Cette révolte est intime, secrète, personnelle et même : individuelle (nous verrons le sens que prend ce terme sous la plume du romancier), même si elle se traduit, à l'évidence, par le panégyrique du voleur de grand chemin, tel qu'un Jean Genet en reprendra la cause somptueuse et douloureuse. Voleur particulier toutefois, «barbare, vandale», mais aussi «héritier du dandy, du flâneur baudelairien», dont le «rôle est surtout de nous inquiéter», car «ce qui effraie en lui n'est pas qu'il vole, mais qu'il pense, et nous pousse à penser, c'est-à-dire à exercer notre liberté», comme l'indique fort justement Patrick Besnier dans sa préface (p. 24).
Avouons que nous avons toutes les raisons du monde à trouver nécessaires, et même justes, les actes de ce voleur hors du commun qui jamais ne semble devoir se départir de son flegme lorsqu'il dépouille de leurs biens ses victimes, que nous aurions du reste quelque mal à pouvoir considérer comme des êtres sans défense, innocents : «Je vivrai sans travailler et je prendrai aux autres ce qu'ils gagnent ou ce qu'ils dérobent, exactement comme le font les gouvernants, les propriétaires et les manieurs de capitaux» (p. 99), l'action du voleur, du moins de celui, tout de même assez rare, que l'on peut définir de véritable voleur, dont les méfaits s'appuient sur une philosophie solide moins anarchiste que réactionnaire, au sens premier de ce terme qui indique une action contre ce qui est en place, consistant à jeter à bas la société, abjecte, qui nous entoure : «Lorsque les voleurs se seront multipliés à tel point que la gueule de la prison ne pourra plus se fermer, les gens qui ne sont ni législateurs ni criminels finiront bien par s'apercevoir qu'on pourchasse et qu'on incarcère ceux qui volent avec une fausse clef parce qu'ils font les choses mêmes pour lesquelles on craint, on obéit et on respecte ceux qui volent avec un décret» (pp. 99-100). En somme, à crime, crime et demi, à vol commun, banal, quotidien, institutionnalisé, vol défrayant la chronique, moins publique que privée d'ailleurs, puisque les aigrefins que Georges Randal a détroussés se gardent bien de révéler sur quelles turpitudes ils ont bâti leur fortune.
○ ○ ○ ○ ○ ○ ○
▸ Objectif de l'exercice:
Recopiez le passage du texte sur le voleur qui s'ouvre sur les mots contenant "Cette révolte est" et se termine par "préface (p. 24).". Appuyez-vous uniquement sur le texte.

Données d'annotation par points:
○ ○ ○ ○ ○ ○ ○
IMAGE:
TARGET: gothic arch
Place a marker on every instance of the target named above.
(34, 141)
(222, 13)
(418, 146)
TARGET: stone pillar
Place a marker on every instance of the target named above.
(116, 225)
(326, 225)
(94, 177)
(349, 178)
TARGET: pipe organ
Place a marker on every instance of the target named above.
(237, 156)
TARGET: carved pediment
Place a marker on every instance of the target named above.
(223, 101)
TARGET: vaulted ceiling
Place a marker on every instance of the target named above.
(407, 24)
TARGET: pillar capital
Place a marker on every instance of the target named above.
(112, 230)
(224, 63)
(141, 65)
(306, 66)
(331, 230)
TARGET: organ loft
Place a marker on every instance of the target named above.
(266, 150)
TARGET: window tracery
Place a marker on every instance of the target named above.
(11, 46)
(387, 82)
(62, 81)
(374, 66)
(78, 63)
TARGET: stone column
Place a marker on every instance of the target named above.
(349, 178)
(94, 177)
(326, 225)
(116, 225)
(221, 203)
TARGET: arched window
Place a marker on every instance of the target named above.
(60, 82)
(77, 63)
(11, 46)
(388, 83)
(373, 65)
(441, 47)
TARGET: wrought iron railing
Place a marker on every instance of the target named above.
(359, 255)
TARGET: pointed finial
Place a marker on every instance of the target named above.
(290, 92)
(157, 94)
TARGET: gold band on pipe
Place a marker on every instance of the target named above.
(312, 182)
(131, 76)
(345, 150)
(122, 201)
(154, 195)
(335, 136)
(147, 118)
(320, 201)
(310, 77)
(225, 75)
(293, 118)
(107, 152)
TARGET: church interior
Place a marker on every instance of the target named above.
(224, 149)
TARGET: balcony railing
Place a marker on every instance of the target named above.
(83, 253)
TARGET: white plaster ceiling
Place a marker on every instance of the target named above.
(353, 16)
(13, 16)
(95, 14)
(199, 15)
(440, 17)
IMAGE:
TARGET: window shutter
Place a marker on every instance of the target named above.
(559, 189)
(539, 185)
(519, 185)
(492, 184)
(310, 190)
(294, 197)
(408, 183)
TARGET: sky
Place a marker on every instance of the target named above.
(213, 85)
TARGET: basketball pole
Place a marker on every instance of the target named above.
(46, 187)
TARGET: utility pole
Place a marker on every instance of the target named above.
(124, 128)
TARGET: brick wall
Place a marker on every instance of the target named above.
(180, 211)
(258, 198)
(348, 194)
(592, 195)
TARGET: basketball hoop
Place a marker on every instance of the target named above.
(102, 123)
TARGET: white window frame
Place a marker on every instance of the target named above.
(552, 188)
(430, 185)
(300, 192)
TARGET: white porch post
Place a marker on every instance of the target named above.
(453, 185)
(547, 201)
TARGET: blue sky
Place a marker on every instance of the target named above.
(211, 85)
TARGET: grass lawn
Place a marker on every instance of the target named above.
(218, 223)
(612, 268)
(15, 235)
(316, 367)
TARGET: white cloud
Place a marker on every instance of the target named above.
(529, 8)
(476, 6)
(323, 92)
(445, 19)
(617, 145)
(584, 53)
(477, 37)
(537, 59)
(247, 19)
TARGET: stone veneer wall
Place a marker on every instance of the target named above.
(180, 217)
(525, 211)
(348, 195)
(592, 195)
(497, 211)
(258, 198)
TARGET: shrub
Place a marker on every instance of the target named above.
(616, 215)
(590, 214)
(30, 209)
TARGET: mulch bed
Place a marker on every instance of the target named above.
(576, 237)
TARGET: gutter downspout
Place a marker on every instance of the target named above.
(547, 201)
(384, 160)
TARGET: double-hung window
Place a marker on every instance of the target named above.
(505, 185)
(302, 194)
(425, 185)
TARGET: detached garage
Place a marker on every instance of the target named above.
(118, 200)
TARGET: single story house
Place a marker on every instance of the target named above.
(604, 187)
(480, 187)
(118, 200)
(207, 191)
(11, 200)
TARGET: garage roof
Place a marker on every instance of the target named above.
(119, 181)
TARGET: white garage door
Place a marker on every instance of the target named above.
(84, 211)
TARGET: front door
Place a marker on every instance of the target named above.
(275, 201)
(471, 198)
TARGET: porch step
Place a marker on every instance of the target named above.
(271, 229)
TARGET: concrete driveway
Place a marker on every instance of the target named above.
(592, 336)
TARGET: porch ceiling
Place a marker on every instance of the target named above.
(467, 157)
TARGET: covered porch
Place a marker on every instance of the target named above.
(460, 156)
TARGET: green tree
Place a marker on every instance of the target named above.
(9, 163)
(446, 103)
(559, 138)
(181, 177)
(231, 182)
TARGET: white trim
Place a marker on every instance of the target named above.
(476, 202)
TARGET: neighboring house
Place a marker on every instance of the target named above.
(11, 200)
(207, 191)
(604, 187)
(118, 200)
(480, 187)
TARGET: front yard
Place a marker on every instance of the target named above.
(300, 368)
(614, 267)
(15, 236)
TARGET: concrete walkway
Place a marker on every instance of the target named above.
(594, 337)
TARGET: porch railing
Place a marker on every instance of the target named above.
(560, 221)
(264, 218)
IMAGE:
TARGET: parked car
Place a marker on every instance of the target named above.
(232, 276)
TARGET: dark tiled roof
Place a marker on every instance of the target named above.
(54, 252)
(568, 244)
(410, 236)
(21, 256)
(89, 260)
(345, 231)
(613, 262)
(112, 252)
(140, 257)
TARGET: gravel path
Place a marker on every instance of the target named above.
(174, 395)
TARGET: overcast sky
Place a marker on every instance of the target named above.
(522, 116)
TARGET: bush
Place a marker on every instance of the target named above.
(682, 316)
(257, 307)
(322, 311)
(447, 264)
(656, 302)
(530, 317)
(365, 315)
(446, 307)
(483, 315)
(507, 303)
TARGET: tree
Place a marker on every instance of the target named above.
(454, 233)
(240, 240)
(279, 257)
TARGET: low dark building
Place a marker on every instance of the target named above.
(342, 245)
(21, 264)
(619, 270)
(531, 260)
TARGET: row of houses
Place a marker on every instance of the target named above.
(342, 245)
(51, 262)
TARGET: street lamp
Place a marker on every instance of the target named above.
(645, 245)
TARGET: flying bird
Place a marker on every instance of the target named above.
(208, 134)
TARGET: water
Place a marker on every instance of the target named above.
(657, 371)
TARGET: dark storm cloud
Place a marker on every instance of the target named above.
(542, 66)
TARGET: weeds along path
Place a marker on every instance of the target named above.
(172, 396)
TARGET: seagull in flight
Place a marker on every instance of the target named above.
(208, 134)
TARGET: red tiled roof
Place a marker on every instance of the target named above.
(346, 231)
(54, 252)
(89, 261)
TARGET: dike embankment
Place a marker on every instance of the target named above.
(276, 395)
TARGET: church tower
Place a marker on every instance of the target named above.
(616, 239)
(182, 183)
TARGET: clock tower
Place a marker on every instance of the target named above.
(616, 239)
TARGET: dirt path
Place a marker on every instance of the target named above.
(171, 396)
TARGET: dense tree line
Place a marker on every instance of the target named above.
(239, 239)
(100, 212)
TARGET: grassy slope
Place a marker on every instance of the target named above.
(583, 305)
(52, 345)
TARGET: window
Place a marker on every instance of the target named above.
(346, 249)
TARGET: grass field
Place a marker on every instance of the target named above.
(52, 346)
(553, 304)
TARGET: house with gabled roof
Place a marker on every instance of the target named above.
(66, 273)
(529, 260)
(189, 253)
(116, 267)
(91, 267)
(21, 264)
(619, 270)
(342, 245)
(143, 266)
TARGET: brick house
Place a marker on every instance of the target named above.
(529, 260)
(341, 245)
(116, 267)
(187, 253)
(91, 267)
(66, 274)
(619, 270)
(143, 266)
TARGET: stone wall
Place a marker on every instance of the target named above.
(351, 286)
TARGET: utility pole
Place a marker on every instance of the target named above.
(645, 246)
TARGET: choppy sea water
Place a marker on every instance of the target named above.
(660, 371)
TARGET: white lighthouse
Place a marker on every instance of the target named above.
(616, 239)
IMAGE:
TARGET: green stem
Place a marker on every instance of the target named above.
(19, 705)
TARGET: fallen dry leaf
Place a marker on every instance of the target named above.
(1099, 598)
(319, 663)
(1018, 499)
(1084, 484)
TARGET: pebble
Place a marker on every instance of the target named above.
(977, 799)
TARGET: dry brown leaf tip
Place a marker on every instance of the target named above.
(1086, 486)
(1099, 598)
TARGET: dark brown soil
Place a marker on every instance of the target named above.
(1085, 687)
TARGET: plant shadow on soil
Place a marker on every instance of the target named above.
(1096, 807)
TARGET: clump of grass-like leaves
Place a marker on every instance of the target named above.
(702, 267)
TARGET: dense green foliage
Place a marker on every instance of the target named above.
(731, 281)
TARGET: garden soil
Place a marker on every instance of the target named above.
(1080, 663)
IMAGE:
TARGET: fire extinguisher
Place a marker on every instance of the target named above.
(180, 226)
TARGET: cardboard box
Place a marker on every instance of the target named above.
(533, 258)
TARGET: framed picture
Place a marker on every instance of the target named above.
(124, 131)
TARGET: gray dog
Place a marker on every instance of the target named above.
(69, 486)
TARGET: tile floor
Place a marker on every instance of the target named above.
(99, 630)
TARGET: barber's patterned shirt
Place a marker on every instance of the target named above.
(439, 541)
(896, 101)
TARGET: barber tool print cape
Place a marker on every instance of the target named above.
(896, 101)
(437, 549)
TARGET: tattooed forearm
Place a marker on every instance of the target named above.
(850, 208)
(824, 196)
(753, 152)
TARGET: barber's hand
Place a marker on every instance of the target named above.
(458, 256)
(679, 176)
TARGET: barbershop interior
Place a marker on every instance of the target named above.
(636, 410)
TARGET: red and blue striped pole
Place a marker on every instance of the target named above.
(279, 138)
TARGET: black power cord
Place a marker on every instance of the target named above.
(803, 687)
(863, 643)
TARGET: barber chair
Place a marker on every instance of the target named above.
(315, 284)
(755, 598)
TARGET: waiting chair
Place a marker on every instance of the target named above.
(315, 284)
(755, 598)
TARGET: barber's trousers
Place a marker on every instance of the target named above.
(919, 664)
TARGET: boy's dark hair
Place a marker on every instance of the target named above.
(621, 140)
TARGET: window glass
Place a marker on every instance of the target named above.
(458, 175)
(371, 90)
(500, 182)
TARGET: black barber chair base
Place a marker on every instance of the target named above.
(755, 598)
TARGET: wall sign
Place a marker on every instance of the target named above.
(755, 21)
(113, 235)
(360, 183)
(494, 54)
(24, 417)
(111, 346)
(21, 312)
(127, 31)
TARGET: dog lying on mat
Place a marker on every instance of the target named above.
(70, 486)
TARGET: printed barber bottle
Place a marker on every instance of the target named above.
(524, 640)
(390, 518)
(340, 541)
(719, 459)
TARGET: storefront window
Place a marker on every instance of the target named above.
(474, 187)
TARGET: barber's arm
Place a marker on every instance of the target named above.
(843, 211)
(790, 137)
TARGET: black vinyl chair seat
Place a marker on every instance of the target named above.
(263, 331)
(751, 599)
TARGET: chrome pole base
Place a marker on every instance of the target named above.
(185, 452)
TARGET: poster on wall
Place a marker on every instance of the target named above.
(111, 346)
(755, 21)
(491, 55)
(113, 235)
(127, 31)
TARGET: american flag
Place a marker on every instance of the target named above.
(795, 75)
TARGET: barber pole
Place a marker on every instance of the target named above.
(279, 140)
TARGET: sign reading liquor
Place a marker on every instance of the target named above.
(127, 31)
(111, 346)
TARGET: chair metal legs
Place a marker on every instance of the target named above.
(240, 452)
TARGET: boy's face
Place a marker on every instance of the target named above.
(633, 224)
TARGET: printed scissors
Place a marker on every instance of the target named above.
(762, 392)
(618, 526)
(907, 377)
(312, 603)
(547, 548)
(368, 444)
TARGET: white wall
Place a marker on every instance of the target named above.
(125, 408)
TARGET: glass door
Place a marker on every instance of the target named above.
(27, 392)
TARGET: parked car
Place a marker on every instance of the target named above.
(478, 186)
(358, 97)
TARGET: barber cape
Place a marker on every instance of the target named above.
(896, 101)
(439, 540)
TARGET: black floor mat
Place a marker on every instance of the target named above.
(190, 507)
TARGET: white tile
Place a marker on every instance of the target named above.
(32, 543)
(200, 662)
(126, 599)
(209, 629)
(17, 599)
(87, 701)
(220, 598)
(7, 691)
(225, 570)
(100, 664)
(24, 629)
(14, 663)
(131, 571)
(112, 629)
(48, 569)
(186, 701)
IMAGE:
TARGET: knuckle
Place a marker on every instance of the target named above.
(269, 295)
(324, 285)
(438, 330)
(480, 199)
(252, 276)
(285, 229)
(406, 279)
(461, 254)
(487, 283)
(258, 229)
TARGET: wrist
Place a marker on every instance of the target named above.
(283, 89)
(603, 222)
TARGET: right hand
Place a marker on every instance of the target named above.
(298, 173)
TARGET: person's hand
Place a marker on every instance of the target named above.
○ ○ ○ ○ ○ ○ ○
▸ Solution proposée:
Cette révolte est intime, secrète, personnelle et même : individuelle (nous verrons le sens que prend ce terme sous la plume du romancier), même si elle se traduit, à l'évidence, par le panégyrique du voleur de grand chemin, tel qu'un Jean Genet en reprendra la cause somptueuse et douloureuse. Voleur particulier toutefois, «barbare, vandale», mais aussi «héritier du dandy, du flâneur baudelairien», dont le «rôle est surtout de nous inquiéter», car «ce qui effraie en lui n'est pas qu'il vole, mais qu'il pense, et nous pousse à penser, c'est-à-dire à exercer notre liberté», comme l'indique fort justement Patrick Besnier dans sa préface (p. 24).